(Beginning of GIVEN DATA)
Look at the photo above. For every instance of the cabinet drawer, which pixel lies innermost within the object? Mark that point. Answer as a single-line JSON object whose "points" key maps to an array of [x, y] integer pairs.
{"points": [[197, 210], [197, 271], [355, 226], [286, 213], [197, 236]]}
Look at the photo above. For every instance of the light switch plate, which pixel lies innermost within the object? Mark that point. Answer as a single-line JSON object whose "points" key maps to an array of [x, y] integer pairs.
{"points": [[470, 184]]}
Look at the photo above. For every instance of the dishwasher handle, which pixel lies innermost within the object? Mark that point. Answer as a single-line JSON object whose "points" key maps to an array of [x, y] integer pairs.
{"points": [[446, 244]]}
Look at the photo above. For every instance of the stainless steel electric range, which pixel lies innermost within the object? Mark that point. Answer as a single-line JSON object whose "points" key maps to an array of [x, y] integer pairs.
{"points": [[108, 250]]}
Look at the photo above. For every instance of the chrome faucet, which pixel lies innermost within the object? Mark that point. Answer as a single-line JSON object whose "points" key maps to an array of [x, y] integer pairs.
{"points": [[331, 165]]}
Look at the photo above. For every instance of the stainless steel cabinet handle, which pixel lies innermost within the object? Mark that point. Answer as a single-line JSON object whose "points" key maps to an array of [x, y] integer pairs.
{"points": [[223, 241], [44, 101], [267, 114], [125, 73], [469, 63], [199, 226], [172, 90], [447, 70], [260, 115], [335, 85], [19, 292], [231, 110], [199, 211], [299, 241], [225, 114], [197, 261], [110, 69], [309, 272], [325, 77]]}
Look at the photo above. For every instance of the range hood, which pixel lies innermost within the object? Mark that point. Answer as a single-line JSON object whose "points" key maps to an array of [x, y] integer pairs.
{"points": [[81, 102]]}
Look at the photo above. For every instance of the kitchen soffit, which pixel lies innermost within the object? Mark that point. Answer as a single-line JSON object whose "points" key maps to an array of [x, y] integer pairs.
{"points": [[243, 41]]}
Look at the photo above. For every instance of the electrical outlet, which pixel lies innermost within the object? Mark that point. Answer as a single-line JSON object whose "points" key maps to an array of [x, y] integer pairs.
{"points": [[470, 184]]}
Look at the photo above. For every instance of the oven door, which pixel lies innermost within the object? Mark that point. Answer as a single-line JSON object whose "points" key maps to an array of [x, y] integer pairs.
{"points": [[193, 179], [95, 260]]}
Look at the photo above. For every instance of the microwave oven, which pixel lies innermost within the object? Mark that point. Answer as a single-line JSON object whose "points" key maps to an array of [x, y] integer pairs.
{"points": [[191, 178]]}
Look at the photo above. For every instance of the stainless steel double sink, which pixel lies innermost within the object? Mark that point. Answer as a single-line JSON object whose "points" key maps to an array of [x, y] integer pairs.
(End of GIVEN DATA)
PROBLEM TO SOLVE :: In the listing above, the lines from the one containing "Look at the photo above. For every instance of the microwave" through the last line are to be returned exactly.

OUTPUT ::
Look at the photo above. For every instance of the microwave oven, which pixel lies innermost within the object? Mark that point. Answer as a single-line JSON object whose "points" key maps to an array of [x, y] integer pairs.
{"points": [[191, 178]]}
Look at the photo above. For every instance of the stainless steel double sink, which pixel lies innermost within the object? Mark that point. Answer as a single-line JSON object whose "points" key maps to an array of [x, y] integer pairs.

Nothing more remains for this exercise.